• [PASSAGE PROVIDED]:
Re: [PHP-DB] Prepared Statements - Search
Ethan,
9 times out of 10 your answer is in the error statement.
Warning: mysqli_stmt_bind_result(): Number of bind variables doesn't
match number of fields in prepared statement.
GL,
Best,
Karl
On Sep 13, 2012, at 7:09 PM, Ethan Rosenberg, PhD wrote:
Dear List -
Here is another problem I am having with prepared statements. The
last one was INSERT, this one is SELECT.
Here is the database:
mysql> describe Intake3;
++-+--+-+-+---+
| Field | Type| Null | Key | Default | Extra |
++-+--+-+-+---+
| Site | varchar(6) | NO | PRI | | |
| MedRec | int(6) | NO | PRI | NULL| |
| Fname | varchar(15) | YES | | NULL| |
| Lname | varchar(30) | YES | | NULL| |
| Phone | varchar(30) | YES | | NULL| |
| Height | int(4) | YES | | NULL| |
| Sex| char(7) | YES | | NULL| |
| Hx | text| YES | | NULL| |
| Bday | date| YES | | NULL| |
| Age| int(3) | YES | | NULL| |
++-+--+-+-+---+
10 rows in set (0.00 sec)

• [WRITTEN EXERCISE 1]:
What is the Spanish for this sentence from the prepared statements thread: "Here is another problem I am having with prepared statements."
The prepared statements thread has nothing to do with the listing.

• [SUPPLIED ENTRIES]:

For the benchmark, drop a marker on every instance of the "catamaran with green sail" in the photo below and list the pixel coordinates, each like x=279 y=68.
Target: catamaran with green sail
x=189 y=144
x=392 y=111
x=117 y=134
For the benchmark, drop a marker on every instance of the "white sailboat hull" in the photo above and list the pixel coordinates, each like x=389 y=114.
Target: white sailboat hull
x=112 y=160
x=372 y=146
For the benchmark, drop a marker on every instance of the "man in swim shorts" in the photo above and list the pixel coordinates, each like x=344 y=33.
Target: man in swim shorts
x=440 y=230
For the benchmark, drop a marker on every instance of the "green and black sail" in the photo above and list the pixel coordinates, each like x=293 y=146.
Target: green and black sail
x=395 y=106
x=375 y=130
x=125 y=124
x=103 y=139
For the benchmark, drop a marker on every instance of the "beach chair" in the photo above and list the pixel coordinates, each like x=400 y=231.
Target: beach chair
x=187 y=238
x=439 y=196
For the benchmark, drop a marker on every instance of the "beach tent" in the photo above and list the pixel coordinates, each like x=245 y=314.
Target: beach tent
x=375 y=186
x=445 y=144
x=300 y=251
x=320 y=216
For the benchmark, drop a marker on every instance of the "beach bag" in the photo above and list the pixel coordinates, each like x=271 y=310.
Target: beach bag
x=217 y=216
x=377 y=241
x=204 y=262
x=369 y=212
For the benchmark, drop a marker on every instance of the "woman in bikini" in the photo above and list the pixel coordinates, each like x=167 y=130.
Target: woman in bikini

• [WRITTEN EXERCISE 2]:
Turn everything in the listing from the line containing "like x=293 y=146." down to the line containing "x=320 y=216", both included, into a JSON list of strings, one string per line. Leave out any blank lines.

• [ANSWER 1]:
Aquí hay otro problema que tengo con las sentencias preparadas.

• [ANSWER 2]:
[
  "For the benchmark, drop a marker on every instance of the \"green and black sail\" in the photo above and list the pixel coordinates, each like x=293 y=146.",
  "Target: green and black sail",
  "x=395 y=106",
  "x=375 y=130",
  "x=125 y=124",
  "x=103 y=139",
  "For the benchmark, drop a marker on every instance of the \"beach chair\" in the photo above and list the pixel coordinates, each like x=400 y=231.",
  "Target: beach chair",
  "x=187 y=238",
  "x=439 y=196",
  "For the benchmark, drop a marker on every instance of the \"beach tent\" in the photo above and list the pixel coordinates, each like x=245 y=314.",
  "Target: beach tent",
  "x=375 y=186",
  "x=445 y=144",
  "x=300 y=251",
  "x=320 y=216"
]